▶ _What to work on_
Run through the records and, wherever a line holds the word "grass", return that line.

Records from a data collection:
<<<<
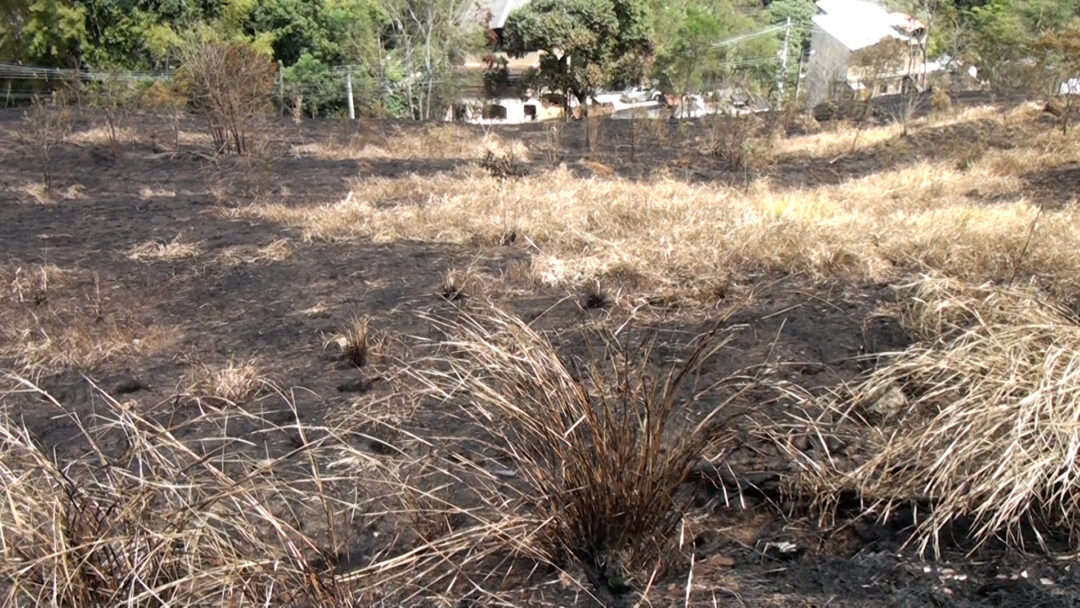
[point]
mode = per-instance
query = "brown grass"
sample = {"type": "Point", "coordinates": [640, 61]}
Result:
{"type": "Point", "coordinates": [431, 142]}
{"type": "Point", "coordinates": [669, 237]}
{"type": "Point", "coordinates": [175, 528]}
{"type": "Point", "coordinates": [986, 423]}
{"type": "Point", "coordinates": [359, 343]}
{"type": "Point", "coordinates": [275, 251]}
{"type": "Point", "coordinates": [163, 251]}
{"type": "Point", "coordinates": [602, 444]}
{"type": "Point", "coordinates": [231, 383]}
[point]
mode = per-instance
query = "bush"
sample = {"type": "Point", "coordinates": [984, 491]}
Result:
{"type": "Point", "coordinates": [984, 427]}
{"type": "Point", "coordinates": [599, 445]}
{"type": "Point", "coordinates": [229, 85]}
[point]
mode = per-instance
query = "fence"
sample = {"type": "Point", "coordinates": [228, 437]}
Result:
{"type": "Point", "coordinates": [345, 90]}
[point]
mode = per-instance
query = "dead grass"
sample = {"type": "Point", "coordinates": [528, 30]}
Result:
{"type": "Point", "coordinates": [275, 251]}
{"type": "Point", "coordinates": [671, 238]}
{"type": "Point", "coordinates": [44, 330]}
{"type": "Point", "coordinates": [30, 283]}
{"type": "Point", "coordinates": [601, 444]}
{"type": "Point", "coordinates": [431, 142]}
{"type": "Point", "coordinates": [987, 427]}
{"type": "Point", "coordinates": [837, 140]}
{"type": "Point", "coordinates": [232, 383]}
{"type": "Point", "coordinates": [162, 523]}
{"type": "Point", "coordinates": [163, 251]}
{"type": "Point", "coordinates": [100, 136]}
{"type": "Point", "coordinates": [43, 196]}
{"type": "Point", "coordinates": [359, 342]}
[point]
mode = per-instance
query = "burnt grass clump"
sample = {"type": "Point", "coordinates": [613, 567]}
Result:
{"type": "Point", "coordinates": [216, 381]}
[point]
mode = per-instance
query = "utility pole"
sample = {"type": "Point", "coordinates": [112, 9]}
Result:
{"type": "Point", "coordinates": [798, 78]}
{"type": "Point", "coordinates": [783, 65]}
{"type": "Point", "coordinates": [281, 88]}
{"type": "Point", "coordinates": [348, 89]}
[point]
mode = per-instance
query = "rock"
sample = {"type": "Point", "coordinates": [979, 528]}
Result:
{"type": "Point", "coordinates": [888, 402]}
{"type": "Point", "coordinates": [1054, 107]}
{"type": "Point", "coordinates": [126, 384]}
{"type": "Point", "coordinates": [360, 386]}
{"type": "Point", "coordinates": [781, 551]}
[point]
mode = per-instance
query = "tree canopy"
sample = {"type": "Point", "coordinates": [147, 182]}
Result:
{"type": "Point", "coordinates": [583, 42]}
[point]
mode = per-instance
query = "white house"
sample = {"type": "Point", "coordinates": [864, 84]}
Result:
{"type": "Point", "coordinates": [846, 27]}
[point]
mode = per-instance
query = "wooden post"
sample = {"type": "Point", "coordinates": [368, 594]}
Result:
{"type": "Point", "coordinates": [348, 88]}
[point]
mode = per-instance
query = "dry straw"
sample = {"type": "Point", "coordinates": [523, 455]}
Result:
{"type": "Point", "coordinates": [989, 427]}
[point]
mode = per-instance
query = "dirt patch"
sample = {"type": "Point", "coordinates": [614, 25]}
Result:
{"type": "Point", "coordinates": [257, 292]}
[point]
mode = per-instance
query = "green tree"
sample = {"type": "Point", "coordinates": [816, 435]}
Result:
{"type": "Point", "coordinates": [1061, 58]}
{"type": "Point", "coordinates": [310, 80]}
{"type": "Point", "coordinates": [424, 43]}
{"type": "Point", "coordinates": [689, 54]}
{"type": "Point", "coordinates": [48, 32]}
{"type": "Point", "coordinates": [581, 41]}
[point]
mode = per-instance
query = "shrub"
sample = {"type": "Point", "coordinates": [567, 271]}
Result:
{"type": "Point", "coordinates": [602, 445]}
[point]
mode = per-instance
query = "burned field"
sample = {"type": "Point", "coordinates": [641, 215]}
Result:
{"type": "Point", "coordinates": [430, 365]}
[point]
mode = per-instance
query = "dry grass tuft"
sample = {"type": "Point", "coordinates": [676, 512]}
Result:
{"type": "Point", "coordinates": [29, 284]}
{"type": "Point", "coordinates": [456, 285]}
{"type": "Point", "coordinates": [162, 523]}
{"type": "Point", "coordinates": [988, 429]}
{"type": "Point", "coordinates": [163, 251]}
{"type": "Point", "coordinates": [359, 343]}
{"type": "Point", "coordinates": [44, 196]}
{"type": "Point", "coordinates": [232, 383]}
{"type": "Point", "coordinates": [100, 136]}
{"type": "Point", "coordinates": [601, 446]}
{"type": "Point", "coordinates": [676, 240]}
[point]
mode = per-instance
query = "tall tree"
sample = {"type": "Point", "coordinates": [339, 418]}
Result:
{"type": "Point", "coordinates": [581, 41]}
{"type": "Point", "coordinates": [49, 32]}
{"type": "Point", "coordinates": [690, 54]}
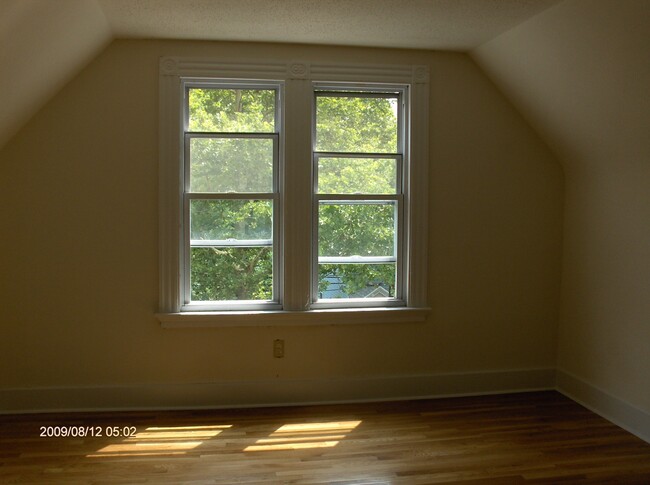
>>>>
▶ _Solved exercise_
query = "brown grass"
query = "dead grass"
query = "burnt grass clump"
query = "dry grass tuft"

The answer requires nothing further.